— Start Document segment —

In [1]:
import pandas as pd 
import numpy as np 

import xgboost as xgb
from sklearn.model_selection import train_test_split
from sklearn.metrics import mean_squared_error

from sklearn.impute import SimpleImputer

import warnings
warnings.simplefilter('ignore')

# Train and Validation

In [2]:
df = pd.read_csv("SUPCOM_Train.csv")
df.dropna(thresh=df.shape[0]*0.3,how='all',axis=1, inplace = True) #remove de variables with more than 40% of NA values

X = df.drop(['target', 'id'], 1)
y = df['target']

numerical_cols = [cname for cname in X.columns if X[cname].dtype in ['int64', 'float64']]

my_cols = numerical_cols

X = X[my_cols]

Xtrain, Xval, ytrain, yval = train_test_split(X, y, test_size=0.3, random_state=0)

imputer = SimpleImputer(strategy='most_frequent')
imputer.fit(Xtrain)

aux = imputer.transform(Xtrain)
Xtrain_pp = pd.DataFrame(aux, columns = Xtrain.columns)

aux = imputer.transform(Xval)
Xval_pp = pd.DataFrame(aux, columns = Xval.columns)

model = xgb.XGBRegressor()
model.fit(Xtrain_pp, ytrain)

p = model.predict(Xval_pp)

print(f'RMSE: {np.sqrt(mean_squared_error(yval, p))}')

RMSE: 6.100930565028387


# Test and Submission

In [3]:
teste = pd.read_csv("SUPCOM_Test.csv")
teste = teste[my_cols]

imputer = SimpleImputer(strategy='most_frequent')
imputer.fit(X)

aux = imputer.transform(X)
X_pp = pd.DataFrame(aux, columns = X.columns)

aux = imputer.transform(teste)
teste_pp = pd.DataFrame(aux, columns = teste.columns)

model = xgb.XGBRegressor()
model.fit(X_pp, y)

p = model.predict(teste_pp)

teste = pd.read_csv("SUPCOM_Test.csv")

d = {'id': teste['id'], 'target': p} 

predictions = pd.DataFrame(d)
predictions.to_csv("submission.csv", index=False)

— End Document segment —
— Start Data records —

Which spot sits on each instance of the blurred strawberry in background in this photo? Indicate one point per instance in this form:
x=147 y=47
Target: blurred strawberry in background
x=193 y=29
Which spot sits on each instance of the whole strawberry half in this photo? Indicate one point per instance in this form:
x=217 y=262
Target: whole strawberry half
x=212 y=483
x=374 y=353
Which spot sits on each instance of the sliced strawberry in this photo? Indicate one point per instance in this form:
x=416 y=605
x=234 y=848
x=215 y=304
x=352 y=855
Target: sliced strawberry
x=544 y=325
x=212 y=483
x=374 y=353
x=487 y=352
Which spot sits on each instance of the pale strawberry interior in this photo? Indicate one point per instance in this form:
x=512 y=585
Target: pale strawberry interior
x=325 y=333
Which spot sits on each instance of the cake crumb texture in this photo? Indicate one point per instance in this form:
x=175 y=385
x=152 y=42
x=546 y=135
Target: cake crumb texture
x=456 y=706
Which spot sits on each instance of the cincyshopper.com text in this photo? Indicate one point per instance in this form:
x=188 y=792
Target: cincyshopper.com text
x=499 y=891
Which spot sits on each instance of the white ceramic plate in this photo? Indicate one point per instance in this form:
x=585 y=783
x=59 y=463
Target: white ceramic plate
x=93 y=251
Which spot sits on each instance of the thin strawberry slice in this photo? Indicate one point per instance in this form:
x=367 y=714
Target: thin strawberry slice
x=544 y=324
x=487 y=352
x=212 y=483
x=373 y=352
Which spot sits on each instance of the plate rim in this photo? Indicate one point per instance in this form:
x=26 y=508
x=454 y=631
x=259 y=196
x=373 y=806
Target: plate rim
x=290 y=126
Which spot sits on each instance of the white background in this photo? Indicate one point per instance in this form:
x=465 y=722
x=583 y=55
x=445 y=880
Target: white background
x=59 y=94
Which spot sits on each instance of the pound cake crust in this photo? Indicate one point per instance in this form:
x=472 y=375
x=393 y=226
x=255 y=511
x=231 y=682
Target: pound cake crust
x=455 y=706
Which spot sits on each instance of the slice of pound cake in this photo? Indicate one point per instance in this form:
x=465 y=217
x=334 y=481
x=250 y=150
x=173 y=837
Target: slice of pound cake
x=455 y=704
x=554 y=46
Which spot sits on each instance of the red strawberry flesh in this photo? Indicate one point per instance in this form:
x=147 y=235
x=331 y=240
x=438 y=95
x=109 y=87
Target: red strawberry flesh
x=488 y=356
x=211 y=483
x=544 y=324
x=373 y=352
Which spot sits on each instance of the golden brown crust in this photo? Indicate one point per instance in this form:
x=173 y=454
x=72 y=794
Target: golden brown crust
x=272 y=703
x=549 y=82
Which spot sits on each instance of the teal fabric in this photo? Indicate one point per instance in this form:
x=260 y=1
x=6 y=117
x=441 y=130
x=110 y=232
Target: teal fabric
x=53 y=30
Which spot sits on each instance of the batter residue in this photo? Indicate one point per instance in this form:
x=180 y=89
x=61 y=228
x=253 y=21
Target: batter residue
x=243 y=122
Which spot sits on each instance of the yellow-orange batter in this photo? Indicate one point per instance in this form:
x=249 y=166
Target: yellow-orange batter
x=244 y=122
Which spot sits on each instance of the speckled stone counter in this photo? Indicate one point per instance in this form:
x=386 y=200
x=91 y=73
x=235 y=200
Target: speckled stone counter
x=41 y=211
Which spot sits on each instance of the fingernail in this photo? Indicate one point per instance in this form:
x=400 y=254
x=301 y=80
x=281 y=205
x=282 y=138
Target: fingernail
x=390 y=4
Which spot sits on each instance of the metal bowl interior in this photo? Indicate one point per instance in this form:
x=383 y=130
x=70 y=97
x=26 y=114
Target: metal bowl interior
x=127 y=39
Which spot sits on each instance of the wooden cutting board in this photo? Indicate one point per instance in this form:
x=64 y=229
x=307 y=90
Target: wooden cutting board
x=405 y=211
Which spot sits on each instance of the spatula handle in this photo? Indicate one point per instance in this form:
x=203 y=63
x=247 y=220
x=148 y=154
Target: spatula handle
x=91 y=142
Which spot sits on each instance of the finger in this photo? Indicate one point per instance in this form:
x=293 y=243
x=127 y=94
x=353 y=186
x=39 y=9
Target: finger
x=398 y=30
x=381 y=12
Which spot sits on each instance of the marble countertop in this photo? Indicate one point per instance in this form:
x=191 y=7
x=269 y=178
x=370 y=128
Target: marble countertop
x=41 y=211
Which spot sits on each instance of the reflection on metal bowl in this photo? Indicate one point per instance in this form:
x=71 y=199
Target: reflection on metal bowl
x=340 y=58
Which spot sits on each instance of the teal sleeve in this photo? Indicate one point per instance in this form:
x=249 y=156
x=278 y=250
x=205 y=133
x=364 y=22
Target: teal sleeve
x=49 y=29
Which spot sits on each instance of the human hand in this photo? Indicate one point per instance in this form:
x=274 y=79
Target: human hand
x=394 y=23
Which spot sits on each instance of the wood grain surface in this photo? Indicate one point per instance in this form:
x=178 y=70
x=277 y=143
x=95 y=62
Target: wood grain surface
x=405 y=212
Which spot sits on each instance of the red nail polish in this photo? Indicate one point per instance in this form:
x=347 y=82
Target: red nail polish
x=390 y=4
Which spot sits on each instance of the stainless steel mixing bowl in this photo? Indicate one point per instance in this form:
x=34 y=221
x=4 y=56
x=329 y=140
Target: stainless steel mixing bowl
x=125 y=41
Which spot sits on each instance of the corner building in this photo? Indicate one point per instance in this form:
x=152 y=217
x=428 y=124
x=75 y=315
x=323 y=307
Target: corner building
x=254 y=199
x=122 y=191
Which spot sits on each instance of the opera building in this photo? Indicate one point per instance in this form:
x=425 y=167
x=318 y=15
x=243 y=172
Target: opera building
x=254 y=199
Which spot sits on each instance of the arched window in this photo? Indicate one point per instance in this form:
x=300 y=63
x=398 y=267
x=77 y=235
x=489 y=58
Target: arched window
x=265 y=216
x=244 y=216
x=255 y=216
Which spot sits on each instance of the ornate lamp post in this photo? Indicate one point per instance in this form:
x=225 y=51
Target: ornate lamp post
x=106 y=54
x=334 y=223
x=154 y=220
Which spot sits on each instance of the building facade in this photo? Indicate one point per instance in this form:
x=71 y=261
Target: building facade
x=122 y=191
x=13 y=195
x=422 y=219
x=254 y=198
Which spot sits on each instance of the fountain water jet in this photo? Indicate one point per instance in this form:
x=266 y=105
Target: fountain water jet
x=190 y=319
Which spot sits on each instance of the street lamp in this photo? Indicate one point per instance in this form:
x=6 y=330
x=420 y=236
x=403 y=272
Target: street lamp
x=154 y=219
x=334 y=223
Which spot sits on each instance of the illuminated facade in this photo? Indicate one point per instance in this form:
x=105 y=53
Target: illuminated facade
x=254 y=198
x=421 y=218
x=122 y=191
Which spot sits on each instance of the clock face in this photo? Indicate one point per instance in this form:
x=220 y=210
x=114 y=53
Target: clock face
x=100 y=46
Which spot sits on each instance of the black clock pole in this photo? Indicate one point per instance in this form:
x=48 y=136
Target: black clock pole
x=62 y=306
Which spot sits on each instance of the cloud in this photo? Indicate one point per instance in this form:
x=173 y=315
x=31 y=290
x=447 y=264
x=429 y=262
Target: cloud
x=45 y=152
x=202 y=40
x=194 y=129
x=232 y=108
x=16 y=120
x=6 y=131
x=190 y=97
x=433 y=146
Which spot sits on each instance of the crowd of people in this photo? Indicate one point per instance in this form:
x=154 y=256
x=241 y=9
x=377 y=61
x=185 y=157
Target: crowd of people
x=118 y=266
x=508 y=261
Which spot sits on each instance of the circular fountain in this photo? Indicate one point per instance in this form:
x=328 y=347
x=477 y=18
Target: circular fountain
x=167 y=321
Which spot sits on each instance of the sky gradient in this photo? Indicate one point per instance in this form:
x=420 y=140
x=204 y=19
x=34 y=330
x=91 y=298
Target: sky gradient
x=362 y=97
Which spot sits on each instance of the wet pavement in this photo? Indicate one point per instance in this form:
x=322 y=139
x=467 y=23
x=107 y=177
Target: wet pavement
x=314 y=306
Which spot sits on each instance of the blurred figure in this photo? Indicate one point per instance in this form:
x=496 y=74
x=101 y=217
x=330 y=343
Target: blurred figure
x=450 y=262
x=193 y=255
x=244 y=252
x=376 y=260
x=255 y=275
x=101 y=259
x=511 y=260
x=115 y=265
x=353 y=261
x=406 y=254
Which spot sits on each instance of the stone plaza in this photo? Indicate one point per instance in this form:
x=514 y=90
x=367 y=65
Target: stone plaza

— End Data records —

◆ Tasks and exercises:
1. From the XGBoost script, print the lines between "numerical_cols = [cname" and "aux = imputer.transform(Xtrain)", inclusive.
2. In the XGBoost script, which strategy is passed to SimpleImputer for filling missing values?

◆ Full solutions:
1.
numerical_cols = [cname for cname in X.columns if X[cname].dtype in ['int64', 'float64']]

my_cols = numerical_cols

X = X[my_cols]

Xtrain, Xval, ytrain, yval = train_test_split(X, y, test_size=0.3, random_state=0)

imputer = SimpleImputer(strategy='most_frequent')
imputer.fit(Xtrain)

aux = imputer.transform(Xtrain)

2. The `most_frequent` strategy.